**Quelldokument**
Als Steuermann ist das Dampfschiff schon ein Highlight. Über ein Sprechrohr gibt man die Kommandos in den Maschinenraum zum Heizer und zum Maschinisten, welche diese dann ausführen. Anders als bei den Motorschiffen muss hier das Zusammenspiel und das Vertrauen in der Crew stimmen. Die Crewmitglieder im Maschinenraum sehen nicht nach draussen und müssen dem Kapitän oder dem Steuermann blind vertrauen. Die Crew für dieses Schiff besteht immer aus sechs Leuten: Kapitän, Steuermann, Kassier, Matrose, Maschinist und Heizer, die als Team zusammenarbeiten und so die Fahrt möglich machen.
Ein Dampfschiff hat auch ein ganz anderes Fahrverhalten als die anderen Schiffe, es ist weniger wendig. Man muss mit dem Dampfschiff flacher an die Anfahrtsstelle fahren, sonst klappt das Anlegen nicht. Deshalb läuft die Blümlisalp auch die Station Neuhaus nicht an, dort hat es nicht genug Platz.

**Bereitgestellte Angaben**
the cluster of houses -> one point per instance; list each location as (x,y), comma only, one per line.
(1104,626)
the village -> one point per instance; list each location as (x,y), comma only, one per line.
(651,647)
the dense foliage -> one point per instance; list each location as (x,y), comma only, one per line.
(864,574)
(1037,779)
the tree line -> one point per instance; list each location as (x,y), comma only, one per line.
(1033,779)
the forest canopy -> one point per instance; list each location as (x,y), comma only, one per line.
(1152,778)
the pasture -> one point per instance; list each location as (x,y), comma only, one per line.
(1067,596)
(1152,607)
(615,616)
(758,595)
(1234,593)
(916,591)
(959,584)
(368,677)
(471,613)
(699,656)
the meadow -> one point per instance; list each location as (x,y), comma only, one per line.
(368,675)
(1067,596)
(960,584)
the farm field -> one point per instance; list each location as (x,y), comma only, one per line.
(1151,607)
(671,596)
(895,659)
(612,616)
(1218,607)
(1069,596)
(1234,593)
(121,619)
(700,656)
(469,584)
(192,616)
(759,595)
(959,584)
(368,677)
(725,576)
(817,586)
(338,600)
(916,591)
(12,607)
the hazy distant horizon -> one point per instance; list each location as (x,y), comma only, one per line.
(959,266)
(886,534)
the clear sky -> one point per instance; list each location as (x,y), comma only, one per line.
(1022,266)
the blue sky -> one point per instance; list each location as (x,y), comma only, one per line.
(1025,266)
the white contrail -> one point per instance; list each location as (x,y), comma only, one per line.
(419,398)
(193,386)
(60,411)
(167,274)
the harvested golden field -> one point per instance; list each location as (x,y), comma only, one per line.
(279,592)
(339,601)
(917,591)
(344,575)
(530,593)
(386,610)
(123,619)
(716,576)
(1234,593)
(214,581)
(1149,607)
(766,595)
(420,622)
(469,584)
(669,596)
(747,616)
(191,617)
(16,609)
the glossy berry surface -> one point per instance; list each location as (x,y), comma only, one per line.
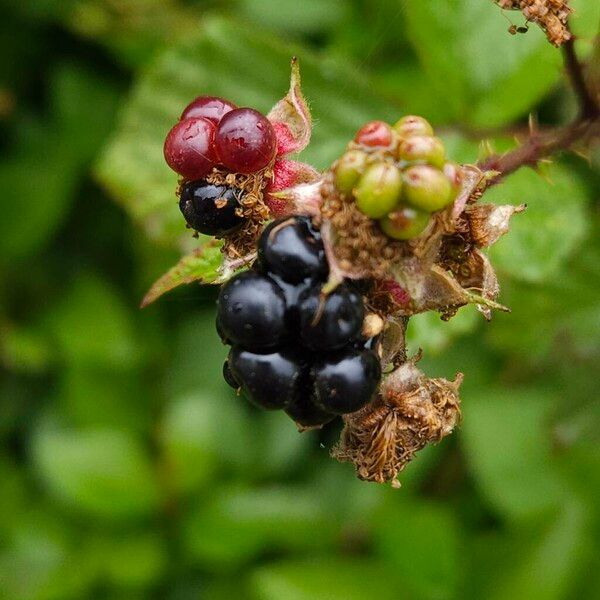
(427,188)
(412,125)
(251,311)
(245,141)
(306,413)
(270,381)
(189,148)
(378,190)
(291,248)
(230,380)
(345,381)
(427,149)
(404,223)
(210,209)
(349,169)
(375,134)
(208,107)
(330,322)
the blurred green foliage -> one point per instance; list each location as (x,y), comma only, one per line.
(128,469)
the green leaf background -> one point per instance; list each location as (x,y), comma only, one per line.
(128,467)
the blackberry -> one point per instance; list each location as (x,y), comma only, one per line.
(345,381)
(291,248)
(330,322)
(270,381)
(292,348)
(251,311)
(210,209)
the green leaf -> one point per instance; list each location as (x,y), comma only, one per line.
(549,231)
(202,265)
(252,69)
(549,568)
(421,542)
(508,443)
(49,160)
(104,473)
(236,524)
(487,76)
(327,579)
(131,560)
(93,327)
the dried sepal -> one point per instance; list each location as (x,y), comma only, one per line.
(410,412)
(551,15)
(291,117)
(489,222)
(282,194)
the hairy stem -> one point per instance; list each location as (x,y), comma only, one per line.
(588,106)
(540,145)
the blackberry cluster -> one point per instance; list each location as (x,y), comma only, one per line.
(398,175)
(214,133)
(294,348)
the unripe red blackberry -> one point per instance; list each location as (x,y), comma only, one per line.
(189,148)
(375,134)
(208,107)
(245,141)
(426,188)
(423,148)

**Aufgabe 1**
Zitiere aus dem Text über das Dampfschiff wörtlich den Abschnitt, der mit den Worten „Als Steuermann ist“ beginnt und mit „Fahrt möglich machen.“ endet.
**Aufgabe 2**
Zähle die Zeilen der Auflistung, in denen das Wort „field“ vorkommt, und gib nur die Zahl an.
Der Text über das Dampfschiff und die Auflistung haben nichts miteinander zu tun.

**Erwartete Ausgabe 1**
Als Steuermann ist das Dampfschiff schon ein Highlight. Über ein Sprechrohr gibt man die Kommandos in den Maschinenraum zum Heizer und zum Maschinisten, welche diese dann ausführen. Anders als bei den Motorschiffen muss hier das Zusammenspiel und das Vertrauen in der Crew stimmen. Die Crewmitglieder im Maschinenraum sehen nicht nach draussen und müssen dem Kapitän oder dem Steuermann blind vertrauen. Die Crew für dieses Schiff besteht immer aus sechs Leuten: Kapitän, Steuermann, Kassier, Matrose, Maschinist und Heizer, die als Team zusammenarbeiten und so die Fahrt möglich machen.

**Erwartete Ausgabe 2**
2